[Editor's note: This story originally appeared in the April 2020 edition of E&P. Subscribe to the magazine here.]
Additive manufacturing, the more sophisticated industrial equivalent of 3D printing, may possibly become the most disruptive technology to source and use materials in the oil and gas industry. For example, it could revolutionize the supply of replacement parts for upstream operators. For the supply chain itself, this has the potential to invigorate business models with the integration of just-in-time manufacturing.
The impetus placed on this innovation was evident at the recent Davos 2020 Summit, where two new white papers were presented by the World Economic Forum.
Efficiency gains include shorter lead times for sourcing parts and, crucially, less need for storage as digital design files replace physical stock. By enabling onsite production, additive manufacturing also could eliminate the need to transport some components, thus helping to decarbonize oil and gas operations.
While the opportunities are clear and have been realized in other sectors, such as aerospace and medicine, the adoption of additive manufacturing is still in its infancy to support oil and gas activity.
According to DNV GL’s report “New Directions, Complex Choices,” 8% of those surveyed view spending on 3D printing/additive manufacturing as the highest priority for their business. The comprehensive global survey of more than 1,000 senior oil and gas professionals has revealed that nearly three-quarters (72%) of respondents believe digitalization is critical for their organization’s survival.

◆ Data listing:
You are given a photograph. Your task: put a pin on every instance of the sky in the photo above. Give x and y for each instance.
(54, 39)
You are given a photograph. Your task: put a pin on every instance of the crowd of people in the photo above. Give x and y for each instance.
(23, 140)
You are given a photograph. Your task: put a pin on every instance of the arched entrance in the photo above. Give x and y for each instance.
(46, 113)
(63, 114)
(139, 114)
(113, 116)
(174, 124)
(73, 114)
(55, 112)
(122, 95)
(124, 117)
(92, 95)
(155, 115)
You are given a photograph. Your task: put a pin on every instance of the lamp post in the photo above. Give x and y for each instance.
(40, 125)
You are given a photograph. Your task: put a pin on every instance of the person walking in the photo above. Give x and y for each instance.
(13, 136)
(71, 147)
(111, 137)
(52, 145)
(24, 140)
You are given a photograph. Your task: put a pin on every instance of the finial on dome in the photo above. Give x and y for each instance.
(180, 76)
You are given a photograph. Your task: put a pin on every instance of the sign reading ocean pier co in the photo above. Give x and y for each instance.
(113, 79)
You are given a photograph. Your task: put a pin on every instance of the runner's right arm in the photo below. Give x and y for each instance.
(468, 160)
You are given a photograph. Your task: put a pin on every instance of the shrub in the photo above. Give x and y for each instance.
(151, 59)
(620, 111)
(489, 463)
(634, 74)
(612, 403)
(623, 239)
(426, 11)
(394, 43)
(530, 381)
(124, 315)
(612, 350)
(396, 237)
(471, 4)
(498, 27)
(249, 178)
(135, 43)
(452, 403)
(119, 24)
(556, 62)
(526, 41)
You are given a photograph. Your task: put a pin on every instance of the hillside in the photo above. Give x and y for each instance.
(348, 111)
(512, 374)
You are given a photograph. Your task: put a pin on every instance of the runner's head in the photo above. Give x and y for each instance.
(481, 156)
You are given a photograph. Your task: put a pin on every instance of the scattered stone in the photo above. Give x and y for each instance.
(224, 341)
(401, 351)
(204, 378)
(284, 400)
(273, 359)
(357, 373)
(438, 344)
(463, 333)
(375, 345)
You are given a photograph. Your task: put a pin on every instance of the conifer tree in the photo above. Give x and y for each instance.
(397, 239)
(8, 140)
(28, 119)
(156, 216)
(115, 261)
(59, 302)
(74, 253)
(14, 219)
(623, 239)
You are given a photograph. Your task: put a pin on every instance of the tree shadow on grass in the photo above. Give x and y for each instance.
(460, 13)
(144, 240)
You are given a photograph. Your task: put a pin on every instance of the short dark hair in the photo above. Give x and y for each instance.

◆ Work instruction 1:
Decide whether each statement agrees with the additive manufacturing article, giving yes or no and quoting the words of the article that decide it: (a) The World Economic Forum presented two new white papers at the Davos 2020 Summit. (b) The DNV GL survey covered fewer than 500 senior oil and gas professionals. (c) Adoption of additive manufacturing to support oil and gas activity is well advanced.
◆ Work instruction 2:
Reproduce word for word the part of the additive manufacturing article from "Efficiency gains include" up to and including "and gas operations.".

◆ Task result 1:
(a) Yes: "two new white papers were presented by the World Economic Forum"
(b) No: "more than 1,000 senior oil and gas professionals"
(c) No: "is still in its infancy to support oil and gas activity"

◆ Task result 2:
Efficiency gains include shorter lead times for sourcing parts and, crucially, less need for storage as digital design files replace physical stock. By enabling onsite production, additive manufacturing also could eliminate the need to transport some components, thus helping to decarbonize oil and gas operations.